Study questions >>
**1.** In the article about neonatal herpes, how old was Noah when Ashleigh noticed he was showing symptoms?
**2.** Write out the part of the article about neonatal herpes starting at "Ashleigh White, from" and ending at "is passed on.", and switch "son" to "child" throughout it.
**3.** Translate this sentence from the article about neonatal herpes into Spanish: "The virus is common among adults."

Passage provided >>
● ● ● ● ● ● ●
Ashleigh White, from Barnsley, and her son, Noah.
Ashleigh White’s son Noah became seriously ill with neonatal herpes after being infected with HSV-1, the highly contagious “herpes simplex virus” that causes cold sores in adults. It is sometimes known as the “kiss of death” because of the way it is passed on.
HSV-1 in babies is rare and can be prevented, but if kissed by a person who has a cold sore, a young baby can become seriously ill with the virus, as their immune system has not fully developed to fight it off.
Noah at four weeks old
Noah was just four weeks old when Ashleigh, who’s from Barnsley, noticed he was starting to display the symptoms of neonatal herpes.
“His eye started to get a bit swollen and crusty, and a few days later blisters appeared, so we took him to the doctors and we were referred straight to hospital,” Ashleigh told BBC Radio 5 Live Breakfast.
At first the doctors did not diagnose Noah with neonatal herpes, but Ashleigh had seen a post on Facebook from someone raising awareness of HSV-1, and persisted in telling the doctors that Noah had the virus.
“He did become very ill,” she said. “I did manage to catch it in time before it did go systemic and start shutting down all his vital organs. It was around his eye and there were fears of him going blind.”
Noah with the HSV-1 virus around his eye
Neonatal herpes is a rare condition, and according to the World Health Organisation, it occurs in an estimated 10 out of every 100,000 births globally, but can lead to lasting neurologic disability or death. The virus is common among adults.
Dr Liz Bragg, a paediatrician at Cardiff and Vale University Health Board, told 5 Live Breakfast: “Once you’ve got [the virus] you’ve got it forever. Between 50 and 90% of people in the world have had it and have got it living inside them. It’s not infectious unless you’ve got an outbreak.”
● ● ● ● ● ● ●
Data records >>
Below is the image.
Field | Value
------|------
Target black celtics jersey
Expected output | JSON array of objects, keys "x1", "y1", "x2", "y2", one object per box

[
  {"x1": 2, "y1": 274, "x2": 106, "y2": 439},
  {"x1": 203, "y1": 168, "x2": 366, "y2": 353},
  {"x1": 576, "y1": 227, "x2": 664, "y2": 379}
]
● ● ● ● ● ● ●
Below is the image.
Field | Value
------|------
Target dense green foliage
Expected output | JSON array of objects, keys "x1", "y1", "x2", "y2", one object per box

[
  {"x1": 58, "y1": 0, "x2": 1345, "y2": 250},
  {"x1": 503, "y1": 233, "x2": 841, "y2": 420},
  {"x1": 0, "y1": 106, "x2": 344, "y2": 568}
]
● ● ● ● ● ● ●
Task solutions >>
**1.** Four weeks old.

**2.**
Ashleigh White, from Barnsley, and her child, Noah.
Ashleigh White’s child Noah became seriously ill with neonatal herpes after being infected with HSV-1, the highly contagious “herpes simplex virus” that causes cold sores in adults. It is sometimes known as the “kiss of death” because of the way it is passed on.

**3.** El virus es común entre los adultos.